**Bloc de texte:**
= = = = =

Publié dans Leaders le 01 - 11 - 2021

Par Azza Filali - Ce texte n'est pas une nième analyse de la situation politique qui prévaut dans le pays, ni de l'époque, possiblement charnière, que nous traversons sur le plan politique. Tant d'analyses ont été faites que je ne me hasarderai pas à en écrire une de plus. De même, ce texte ne vise ni à approuver ni à dénigrer ceux qui font et défont les évènements auxquels nous sommes confrontés chaque jour.

= = = = =

**Lignes de données:**
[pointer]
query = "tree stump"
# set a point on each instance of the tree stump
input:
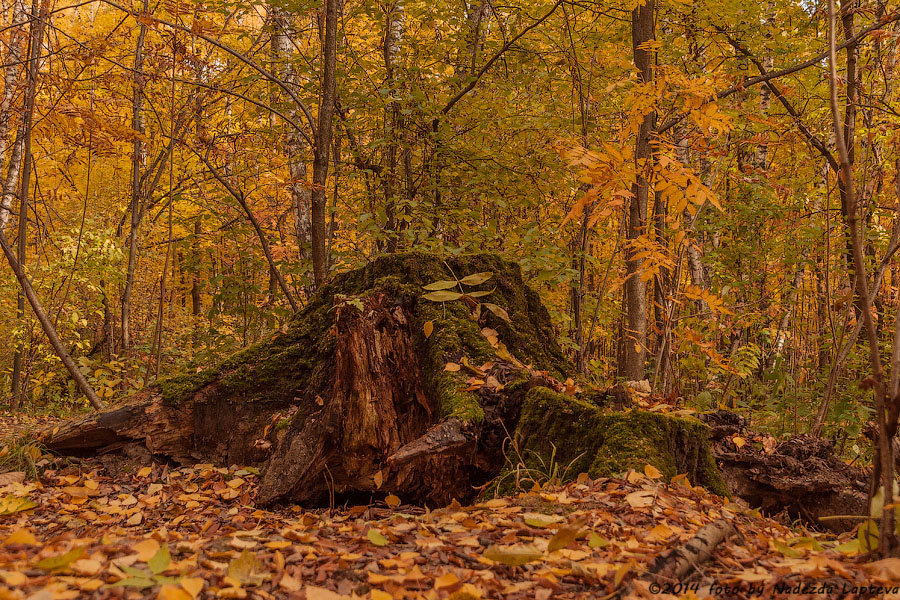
(376, 389)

= = = = =

**Consigne écrite A:**
Recopiez fidèlement le passage du texte d'Azza Filali qui commence par « Par Azza Filali » et se termine par « confrontés chaque jour. ».
**Consigne écrite B:**
Résumez le texte d'Azza Filali en une seule phrase.
**Consigne écrite C:**
Poursuivez le texte d'Azza Filali à partir de sa dernière phrase.

**Réponse à l'exercice A:**
Par Azza Filali - Ce texte n'est pas une nième analyse de la situation politique qui prévaut dans le pays, ni de l'époque, possiblement charnière, que nous traversons sur le plan politique. Tant d'analyses ont été faites que je ne me hasarderai pas à en écrire une de plus. De même, ce texte ne vise ni à approuver ni à dénigrer ceux qui font et défont les évènements auxquels nous sommes confrontés chaque jour.

**Réponse à l'exercice B:**
Azza Filali précise que son texte n'est ni une énième analyse de la situation politique du pays, faute de vouloir en ajouter une aux nombreuses déjà faites, ni une approbation ou un dénigrement de ceux qui font et défont les évènements quotidiens.

**Réponse à l'exercice C:**
Plus simplement, il s'agit à la fois d'un rappel mais aussi d'un plaidoyer pour une institution publique qui accompagne le pays depuis 1924, date à laquelle un certain Mohamed Ali El- Hammi, alors âgé d'à peine vingt-quatre ans, après avoir vu capoter son projet de « mutuelle socio-économique », entreprend de créer des syndicats indépendants, destinés à défendre les intérêts des ouvriers Tunisiens. Il réunit ces syndicats sous l'appellation de « Confédération Générale des travailleurs Tunisiens. » Mais Mohamed Ali gêne le pouvoir Français ; en 1925, on l'accuse d'atteinte à la sécurité intérieure de l'Etat. Il est arrêté, jugé et condamné à dix ans d'exil. Il les passe, pour l'essentiel, en Arabie Saoudite, faisant le métier de chauffeur entre « la Mecque » et « Djeddah ». C'est là qu'il meurt mystérieusement, dans un prétendu accident de la route. Malgré cette vie brève, à peine trente-huit ans, Mohamed Ali El-Hammi a planté les germes du syndicalisme dans notre pays.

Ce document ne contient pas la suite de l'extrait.